### SHORT PROBLEM A
Count the lines in the entries that contain the string "parked", treating uppercase and lowercase as different, and give only that number.

### EXCERPTED TEXT
I find this pretty interesting so when I run the code the first time I had…
x = words[item] + result

And the result printed out made the last name[1] first and the first name[0] last. So when I switched it around like it is in my code at the top it switched it the other way first name[0] first last name[1] last. What I’m wondering is is that a function in Python that I’m not aware of yet? Yes Im just assuming that in the iteration of the for loop it would go by the number of the iteration [ie 0,1,2,3] and not having an effect or not being affected by what position my list words [item] is when adding to a variable result in the function. Seems like it shouldn’t make an effect in any kind of order and I’m assuming the iterations go in chronological order no matter what order we put the list or the variable. It seems like I am incorrect in that assumption.

You said it yourself, you switched them

If you concatenate a, b you get ab, if you concatenate b, a you get ba, how else would concatenation determine which comes first?

You say chronological order, but that suggests some very spooky interaction between operations. Generally speaking there isn’t any such interaction anywhere in python, or most languages.
The information of which one you acquired first isn’t included in that operation.
You can think of the + operator as this function:

def add(a, b):
    return a + b

If you made this function, how would you know which of a and b was acquired first by the caller?

Okay so so I’m fully understanding if I say I have a list[a,b] and item number 0 which happens to be “a” i want in variable X and I want to iterate through the list then if I place the list first I’m saying the first item in the variable I want is ‘b’?

im thinking in that same order

That a would come first?
no, a is the operand that was provided on the left side

def add(left, right):
    return left + right

And if they switch places your function would receive them switched as well (how else would a function tell the different arguments apart in for example division)

And, in particular, when would this behaviour be useful, how would you reverse it if you meant to switch them, and where would that information be stored anyway? All of those speak against this being the case, and the fact that you yourself observed them switching when you switched them also speaks against it.

Maybe I’m thinking about this incorrectly in a for loop I’m saying I want item into a variable and if I took the first one put it in there it would be in position zero and then if I shoved another one in their it would I’m assuming would push the item in zero over to one and fill zero with the new item so it’s kind of like a reverse .append? Does that sound right?

### DATA IN THIS EXERCISE
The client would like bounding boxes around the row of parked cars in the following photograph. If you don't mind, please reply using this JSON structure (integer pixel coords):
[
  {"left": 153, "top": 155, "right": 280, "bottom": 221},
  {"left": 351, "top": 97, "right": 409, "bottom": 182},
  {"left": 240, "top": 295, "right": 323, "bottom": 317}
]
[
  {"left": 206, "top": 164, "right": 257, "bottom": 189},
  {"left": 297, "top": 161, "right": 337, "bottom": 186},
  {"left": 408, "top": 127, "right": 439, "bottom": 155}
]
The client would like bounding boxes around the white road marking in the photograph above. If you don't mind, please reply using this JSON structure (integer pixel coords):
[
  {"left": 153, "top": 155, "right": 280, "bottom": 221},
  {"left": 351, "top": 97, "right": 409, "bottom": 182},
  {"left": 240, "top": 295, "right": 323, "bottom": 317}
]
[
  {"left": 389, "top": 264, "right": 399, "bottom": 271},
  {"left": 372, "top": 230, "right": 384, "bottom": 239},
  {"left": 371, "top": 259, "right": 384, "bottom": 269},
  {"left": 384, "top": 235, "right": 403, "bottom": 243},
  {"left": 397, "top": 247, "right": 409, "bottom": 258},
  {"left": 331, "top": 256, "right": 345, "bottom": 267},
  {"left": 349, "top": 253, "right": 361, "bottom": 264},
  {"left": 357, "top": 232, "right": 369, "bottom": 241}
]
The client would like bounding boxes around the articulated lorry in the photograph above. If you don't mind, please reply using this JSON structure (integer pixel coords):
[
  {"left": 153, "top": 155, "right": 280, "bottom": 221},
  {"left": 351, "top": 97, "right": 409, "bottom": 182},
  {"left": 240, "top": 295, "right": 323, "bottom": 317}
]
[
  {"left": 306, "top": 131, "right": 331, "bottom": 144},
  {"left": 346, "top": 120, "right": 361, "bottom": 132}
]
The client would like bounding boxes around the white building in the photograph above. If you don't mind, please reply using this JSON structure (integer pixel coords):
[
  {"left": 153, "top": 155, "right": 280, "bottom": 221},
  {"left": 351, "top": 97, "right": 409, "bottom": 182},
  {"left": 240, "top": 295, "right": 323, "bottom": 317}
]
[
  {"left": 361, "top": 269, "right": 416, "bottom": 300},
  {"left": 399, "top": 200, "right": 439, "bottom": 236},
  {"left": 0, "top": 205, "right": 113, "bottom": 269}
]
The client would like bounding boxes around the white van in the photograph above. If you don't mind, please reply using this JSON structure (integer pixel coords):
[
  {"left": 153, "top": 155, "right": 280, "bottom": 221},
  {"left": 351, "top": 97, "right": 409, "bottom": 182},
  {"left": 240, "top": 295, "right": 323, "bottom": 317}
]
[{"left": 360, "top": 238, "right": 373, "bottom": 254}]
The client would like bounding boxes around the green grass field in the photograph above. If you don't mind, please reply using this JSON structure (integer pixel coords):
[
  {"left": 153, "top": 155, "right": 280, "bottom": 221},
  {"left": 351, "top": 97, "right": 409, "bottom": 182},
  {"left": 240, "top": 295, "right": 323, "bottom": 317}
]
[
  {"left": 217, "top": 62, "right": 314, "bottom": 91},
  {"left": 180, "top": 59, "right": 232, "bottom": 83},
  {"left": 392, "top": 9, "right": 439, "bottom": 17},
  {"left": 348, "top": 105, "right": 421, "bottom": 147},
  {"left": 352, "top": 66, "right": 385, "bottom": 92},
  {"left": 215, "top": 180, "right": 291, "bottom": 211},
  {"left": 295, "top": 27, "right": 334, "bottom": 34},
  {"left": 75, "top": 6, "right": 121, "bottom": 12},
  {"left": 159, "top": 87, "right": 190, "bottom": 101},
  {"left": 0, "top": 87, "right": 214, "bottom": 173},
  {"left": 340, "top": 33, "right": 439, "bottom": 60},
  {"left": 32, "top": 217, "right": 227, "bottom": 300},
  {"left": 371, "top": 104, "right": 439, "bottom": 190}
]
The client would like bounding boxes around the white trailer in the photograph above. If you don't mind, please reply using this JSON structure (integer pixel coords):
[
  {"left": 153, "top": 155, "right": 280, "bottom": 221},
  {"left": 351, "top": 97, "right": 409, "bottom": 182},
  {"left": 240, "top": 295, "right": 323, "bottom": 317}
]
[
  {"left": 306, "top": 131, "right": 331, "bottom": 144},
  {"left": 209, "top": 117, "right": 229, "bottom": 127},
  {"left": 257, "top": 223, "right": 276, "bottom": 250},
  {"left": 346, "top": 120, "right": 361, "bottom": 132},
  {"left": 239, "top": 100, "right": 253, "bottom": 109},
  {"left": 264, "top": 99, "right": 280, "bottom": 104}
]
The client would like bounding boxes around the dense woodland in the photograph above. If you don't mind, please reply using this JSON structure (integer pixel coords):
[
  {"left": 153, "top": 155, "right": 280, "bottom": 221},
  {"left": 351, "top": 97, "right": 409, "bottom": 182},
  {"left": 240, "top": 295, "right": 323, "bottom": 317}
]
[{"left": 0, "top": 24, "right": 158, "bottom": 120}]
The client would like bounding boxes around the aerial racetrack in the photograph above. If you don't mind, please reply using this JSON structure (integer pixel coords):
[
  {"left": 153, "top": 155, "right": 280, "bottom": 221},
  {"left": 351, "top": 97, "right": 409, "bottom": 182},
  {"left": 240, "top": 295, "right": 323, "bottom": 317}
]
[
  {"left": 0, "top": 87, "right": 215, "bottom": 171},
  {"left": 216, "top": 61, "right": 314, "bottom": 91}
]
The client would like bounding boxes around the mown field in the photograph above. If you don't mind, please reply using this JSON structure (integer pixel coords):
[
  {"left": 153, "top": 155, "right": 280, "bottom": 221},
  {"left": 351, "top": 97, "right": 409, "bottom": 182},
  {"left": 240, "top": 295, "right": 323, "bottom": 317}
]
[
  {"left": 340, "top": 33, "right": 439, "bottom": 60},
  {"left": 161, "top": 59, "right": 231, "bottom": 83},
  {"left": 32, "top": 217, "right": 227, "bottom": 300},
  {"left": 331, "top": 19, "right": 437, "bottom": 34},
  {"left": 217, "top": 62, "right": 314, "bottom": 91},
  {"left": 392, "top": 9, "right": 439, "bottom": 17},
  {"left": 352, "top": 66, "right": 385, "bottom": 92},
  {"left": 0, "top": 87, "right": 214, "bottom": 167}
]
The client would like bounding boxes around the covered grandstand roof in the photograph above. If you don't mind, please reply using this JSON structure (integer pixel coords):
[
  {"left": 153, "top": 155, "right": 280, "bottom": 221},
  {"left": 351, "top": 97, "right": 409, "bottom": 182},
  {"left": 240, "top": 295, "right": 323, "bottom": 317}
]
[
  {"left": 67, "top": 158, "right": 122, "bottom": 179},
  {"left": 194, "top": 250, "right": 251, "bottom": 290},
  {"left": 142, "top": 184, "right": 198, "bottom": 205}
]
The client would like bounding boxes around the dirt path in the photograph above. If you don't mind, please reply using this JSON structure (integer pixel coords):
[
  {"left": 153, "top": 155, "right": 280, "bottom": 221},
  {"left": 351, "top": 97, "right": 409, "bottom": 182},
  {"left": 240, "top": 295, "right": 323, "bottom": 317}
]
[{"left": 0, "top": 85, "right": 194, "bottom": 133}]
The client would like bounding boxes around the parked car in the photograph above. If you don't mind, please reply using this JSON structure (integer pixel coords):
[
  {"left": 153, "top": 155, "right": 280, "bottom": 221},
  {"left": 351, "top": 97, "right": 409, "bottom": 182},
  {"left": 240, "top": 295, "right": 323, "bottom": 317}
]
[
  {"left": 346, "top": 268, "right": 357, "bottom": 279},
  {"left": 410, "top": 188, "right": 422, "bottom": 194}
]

### SHORT PROBLEM B
Continue the Python forum thread about concatenation order, starting right after its last sentence.

### WRITTEN ANSWER A
2

### WRITTEN ANSWER B
That information simply doesn’t exist unless you put it there yourself. (Which is kind of what programming languages are - the only things that will ever happen is those that you write)

But, again, think about how this would affect division.

def div(a, b):
    return a / b

b is the divisor. If you want to divide by b, but suddenly they swap around because you obtained b first…It would be completely unworkable and surprising, you’d never be able to write a correct program

Maybe a better question to ask is how did I tell the program to switch the order that it originally was in?

If you want it on the left put it on the left

10 / 3

3 is on the right. 3 is therefore the divisor

Or for your specific example, you already answered how to do that in your very first post, you said what you changed and what the effect was.

If you don’t like how that is expressed you could write it in half a dozen other ways.
You might want to experiment with concatenating two string literals, it should be rather obvious which one ends up on which side: 'abra' + 'cadabra'
You might also want to add lots of print statements between every single operation that was carried out to watch it step by step

But essentially you’re saying because I’m adding an empty variable to a list the list is somehow being reversed

Is it empty the fifth time around though?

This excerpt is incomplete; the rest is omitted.